* _Goal of the exercise_: Count how many lines of the material below contain the word "order". Give only the number.

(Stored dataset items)
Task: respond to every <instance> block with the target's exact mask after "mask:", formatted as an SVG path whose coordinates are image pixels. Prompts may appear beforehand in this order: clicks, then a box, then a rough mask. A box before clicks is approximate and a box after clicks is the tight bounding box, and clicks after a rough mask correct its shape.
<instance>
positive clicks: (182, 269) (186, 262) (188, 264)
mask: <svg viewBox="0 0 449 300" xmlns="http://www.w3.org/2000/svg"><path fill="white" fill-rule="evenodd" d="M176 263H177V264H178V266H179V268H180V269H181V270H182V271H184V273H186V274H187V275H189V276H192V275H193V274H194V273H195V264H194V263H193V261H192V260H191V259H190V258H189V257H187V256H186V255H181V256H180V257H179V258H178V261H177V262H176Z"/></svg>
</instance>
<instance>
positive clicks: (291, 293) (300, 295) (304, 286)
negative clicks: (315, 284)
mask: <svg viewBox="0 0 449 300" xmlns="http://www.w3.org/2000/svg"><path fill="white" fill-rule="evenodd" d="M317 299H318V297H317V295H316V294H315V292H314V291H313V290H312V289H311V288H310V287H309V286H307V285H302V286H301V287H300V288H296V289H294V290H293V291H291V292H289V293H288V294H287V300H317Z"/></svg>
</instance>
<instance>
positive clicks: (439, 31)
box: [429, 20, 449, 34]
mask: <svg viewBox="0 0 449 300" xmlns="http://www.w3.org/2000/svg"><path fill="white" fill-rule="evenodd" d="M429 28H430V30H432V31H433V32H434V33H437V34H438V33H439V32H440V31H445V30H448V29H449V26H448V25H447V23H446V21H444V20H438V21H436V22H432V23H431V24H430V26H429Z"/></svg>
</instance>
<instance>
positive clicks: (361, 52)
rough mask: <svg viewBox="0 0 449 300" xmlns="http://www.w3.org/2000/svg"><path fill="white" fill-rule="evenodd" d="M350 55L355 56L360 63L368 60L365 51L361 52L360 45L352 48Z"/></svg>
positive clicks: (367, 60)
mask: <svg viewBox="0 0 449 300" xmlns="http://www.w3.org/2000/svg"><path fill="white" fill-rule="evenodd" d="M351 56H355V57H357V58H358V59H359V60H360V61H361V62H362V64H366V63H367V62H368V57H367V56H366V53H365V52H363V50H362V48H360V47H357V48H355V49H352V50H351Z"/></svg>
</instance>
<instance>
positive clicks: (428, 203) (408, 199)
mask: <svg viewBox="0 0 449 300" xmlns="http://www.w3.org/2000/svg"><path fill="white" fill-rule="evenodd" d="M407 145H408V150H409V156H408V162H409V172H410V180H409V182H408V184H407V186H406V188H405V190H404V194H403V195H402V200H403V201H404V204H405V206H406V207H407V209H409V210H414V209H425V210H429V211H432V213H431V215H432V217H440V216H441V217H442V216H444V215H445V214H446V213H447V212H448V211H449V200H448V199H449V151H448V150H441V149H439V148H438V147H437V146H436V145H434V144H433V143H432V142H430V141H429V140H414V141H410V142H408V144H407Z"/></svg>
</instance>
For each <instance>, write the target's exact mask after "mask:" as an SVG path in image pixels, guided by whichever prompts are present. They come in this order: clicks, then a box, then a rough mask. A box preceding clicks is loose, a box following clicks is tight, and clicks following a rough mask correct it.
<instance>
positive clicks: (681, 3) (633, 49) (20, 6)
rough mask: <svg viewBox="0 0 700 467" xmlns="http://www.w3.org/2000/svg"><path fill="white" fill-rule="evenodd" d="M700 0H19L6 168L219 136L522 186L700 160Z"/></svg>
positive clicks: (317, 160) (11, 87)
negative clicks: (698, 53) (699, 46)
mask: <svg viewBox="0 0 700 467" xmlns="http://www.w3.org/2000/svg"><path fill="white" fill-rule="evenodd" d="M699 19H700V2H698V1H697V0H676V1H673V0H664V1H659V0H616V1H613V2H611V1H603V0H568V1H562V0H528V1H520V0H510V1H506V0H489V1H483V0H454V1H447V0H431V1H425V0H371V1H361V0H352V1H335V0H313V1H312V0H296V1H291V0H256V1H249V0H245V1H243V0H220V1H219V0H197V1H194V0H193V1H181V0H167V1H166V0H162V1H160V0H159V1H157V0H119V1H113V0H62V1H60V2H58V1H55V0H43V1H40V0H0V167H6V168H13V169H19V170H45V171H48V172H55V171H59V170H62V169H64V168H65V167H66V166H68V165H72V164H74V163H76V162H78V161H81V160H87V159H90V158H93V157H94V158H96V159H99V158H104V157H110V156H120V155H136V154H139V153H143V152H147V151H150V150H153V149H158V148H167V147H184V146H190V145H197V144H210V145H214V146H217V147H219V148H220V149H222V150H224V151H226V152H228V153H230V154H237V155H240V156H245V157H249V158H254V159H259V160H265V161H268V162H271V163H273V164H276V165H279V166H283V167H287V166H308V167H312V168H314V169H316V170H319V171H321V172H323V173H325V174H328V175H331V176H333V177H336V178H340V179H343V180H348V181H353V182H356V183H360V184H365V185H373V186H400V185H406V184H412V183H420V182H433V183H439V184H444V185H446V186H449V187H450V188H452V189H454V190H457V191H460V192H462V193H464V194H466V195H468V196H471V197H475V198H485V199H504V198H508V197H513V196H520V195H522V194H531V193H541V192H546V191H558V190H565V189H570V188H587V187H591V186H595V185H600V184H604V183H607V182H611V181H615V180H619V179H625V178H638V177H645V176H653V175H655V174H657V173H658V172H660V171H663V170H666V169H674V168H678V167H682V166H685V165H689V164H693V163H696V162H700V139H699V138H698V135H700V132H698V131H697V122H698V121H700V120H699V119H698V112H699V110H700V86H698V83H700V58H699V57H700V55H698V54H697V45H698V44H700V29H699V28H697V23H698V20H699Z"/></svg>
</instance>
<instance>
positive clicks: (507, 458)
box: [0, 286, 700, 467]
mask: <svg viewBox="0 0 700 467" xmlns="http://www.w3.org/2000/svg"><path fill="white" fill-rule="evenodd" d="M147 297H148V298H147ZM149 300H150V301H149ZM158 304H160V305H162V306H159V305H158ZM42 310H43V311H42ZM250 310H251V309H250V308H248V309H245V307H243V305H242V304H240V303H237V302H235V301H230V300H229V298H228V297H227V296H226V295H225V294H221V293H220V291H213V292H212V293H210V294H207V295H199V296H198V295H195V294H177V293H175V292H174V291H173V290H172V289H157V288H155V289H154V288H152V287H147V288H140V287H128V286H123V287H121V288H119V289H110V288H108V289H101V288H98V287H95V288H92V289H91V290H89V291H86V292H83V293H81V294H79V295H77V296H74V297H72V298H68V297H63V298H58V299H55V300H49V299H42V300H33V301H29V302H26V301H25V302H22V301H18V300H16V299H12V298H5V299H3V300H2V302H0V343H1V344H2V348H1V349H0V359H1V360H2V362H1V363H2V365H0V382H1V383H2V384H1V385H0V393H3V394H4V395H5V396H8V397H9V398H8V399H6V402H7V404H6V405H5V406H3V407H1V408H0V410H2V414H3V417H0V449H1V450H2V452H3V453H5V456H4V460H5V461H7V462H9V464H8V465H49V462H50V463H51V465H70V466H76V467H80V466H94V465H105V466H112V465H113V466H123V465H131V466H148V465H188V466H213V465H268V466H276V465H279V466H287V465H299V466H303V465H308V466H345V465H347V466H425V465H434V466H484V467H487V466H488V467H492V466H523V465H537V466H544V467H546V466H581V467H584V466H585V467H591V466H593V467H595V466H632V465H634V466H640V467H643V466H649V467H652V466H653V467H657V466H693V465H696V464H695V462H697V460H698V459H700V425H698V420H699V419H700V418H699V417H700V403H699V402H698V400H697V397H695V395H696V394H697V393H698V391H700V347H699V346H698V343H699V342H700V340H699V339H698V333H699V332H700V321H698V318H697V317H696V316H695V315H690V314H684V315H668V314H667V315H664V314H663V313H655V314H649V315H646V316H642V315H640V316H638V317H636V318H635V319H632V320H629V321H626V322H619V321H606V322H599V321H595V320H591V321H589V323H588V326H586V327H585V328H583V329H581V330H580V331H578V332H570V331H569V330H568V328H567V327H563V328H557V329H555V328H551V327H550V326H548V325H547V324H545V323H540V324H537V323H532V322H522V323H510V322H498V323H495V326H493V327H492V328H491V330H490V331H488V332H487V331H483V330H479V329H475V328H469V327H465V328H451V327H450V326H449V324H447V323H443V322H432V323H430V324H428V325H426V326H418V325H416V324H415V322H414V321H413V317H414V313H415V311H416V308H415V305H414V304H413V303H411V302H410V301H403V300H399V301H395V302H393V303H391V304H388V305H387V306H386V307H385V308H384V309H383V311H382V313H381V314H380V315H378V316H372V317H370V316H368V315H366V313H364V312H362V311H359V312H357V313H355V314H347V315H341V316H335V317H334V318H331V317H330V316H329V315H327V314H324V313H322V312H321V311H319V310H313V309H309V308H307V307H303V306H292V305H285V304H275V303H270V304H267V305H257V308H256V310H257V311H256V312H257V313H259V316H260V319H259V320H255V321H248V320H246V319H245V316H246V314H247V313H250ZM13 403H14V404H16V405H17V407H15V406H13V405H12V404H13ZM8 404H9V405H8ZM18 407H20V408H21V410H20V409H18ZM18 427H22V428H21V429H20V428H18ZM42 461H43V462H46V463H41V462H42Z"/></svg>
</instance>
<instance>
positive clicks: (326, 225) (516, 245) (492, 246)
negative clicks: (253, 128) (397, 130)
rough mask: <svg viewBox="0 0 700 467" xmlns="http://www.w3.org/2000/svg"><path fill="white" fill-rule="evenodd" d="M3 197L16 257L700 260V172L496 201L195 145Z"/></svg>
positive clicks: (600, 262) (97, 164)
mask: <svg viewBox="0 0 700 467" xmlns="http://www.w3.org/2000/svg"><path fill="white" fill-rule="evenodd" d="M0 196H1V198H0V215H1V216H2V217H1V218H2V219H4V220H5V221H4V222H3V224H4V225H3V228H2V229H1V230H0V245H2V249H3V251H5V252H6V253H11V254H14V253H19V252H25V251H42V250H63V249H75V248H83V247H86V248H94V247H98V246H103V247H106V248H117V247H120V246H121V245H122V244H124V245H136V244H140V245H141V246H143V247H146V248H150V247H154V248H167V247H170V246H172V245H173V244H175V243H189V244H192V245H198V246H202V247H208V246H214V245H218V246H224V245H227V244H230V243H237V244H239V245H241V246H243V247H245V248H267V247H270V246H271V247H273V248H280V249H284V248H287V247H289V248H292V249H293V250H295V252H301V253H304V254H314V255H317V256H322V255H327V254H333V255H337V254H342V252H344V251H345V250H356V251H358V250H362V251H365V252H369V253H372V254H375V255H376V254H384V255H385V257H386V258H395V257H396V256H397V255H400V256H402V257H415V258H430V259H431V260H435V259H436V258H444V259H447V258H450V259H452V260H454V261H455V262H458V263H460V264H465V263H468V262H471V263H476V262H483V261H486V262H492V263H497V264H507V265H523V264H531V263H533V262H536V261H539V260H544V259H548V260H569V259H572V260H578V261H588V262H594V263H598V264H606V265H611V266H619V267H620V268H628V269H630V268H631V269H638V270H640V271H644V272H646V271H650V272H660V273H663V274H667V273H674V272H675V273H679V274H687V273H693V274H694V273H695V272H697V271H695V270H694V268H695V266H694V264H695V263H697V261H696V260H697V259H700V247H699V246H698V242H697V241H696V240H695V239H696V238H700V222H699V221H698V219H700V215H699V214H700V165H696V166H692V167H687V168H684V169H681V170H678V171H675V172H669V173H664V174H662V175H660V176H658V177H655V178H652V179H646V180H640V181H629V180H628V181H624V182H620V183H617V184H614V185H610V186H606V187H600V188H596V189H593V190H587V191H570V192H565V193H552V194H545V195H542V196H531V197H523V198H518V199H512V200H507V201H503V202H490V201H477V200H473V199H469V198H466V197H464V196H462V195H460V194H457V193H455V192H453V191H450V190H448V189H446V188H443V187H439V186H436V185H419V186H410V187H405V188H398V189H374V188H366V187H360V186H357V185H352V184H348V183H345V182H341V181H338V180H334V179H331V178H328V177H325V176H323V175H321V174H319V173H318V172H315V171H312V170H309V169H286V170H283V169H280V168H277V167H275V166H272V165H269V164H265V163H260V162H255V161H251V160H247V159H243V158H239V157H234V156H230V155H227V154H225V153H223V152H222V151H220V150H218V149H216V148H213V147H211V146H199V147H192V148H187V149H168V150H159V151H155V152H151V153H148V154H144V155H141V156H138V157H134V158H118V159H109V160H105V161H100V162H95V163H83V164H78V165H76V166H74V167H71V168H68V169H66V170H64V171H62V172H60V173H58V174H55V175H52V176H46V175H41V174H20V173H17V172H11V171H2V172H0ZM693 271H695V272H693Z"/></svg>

* _Answer below_: 2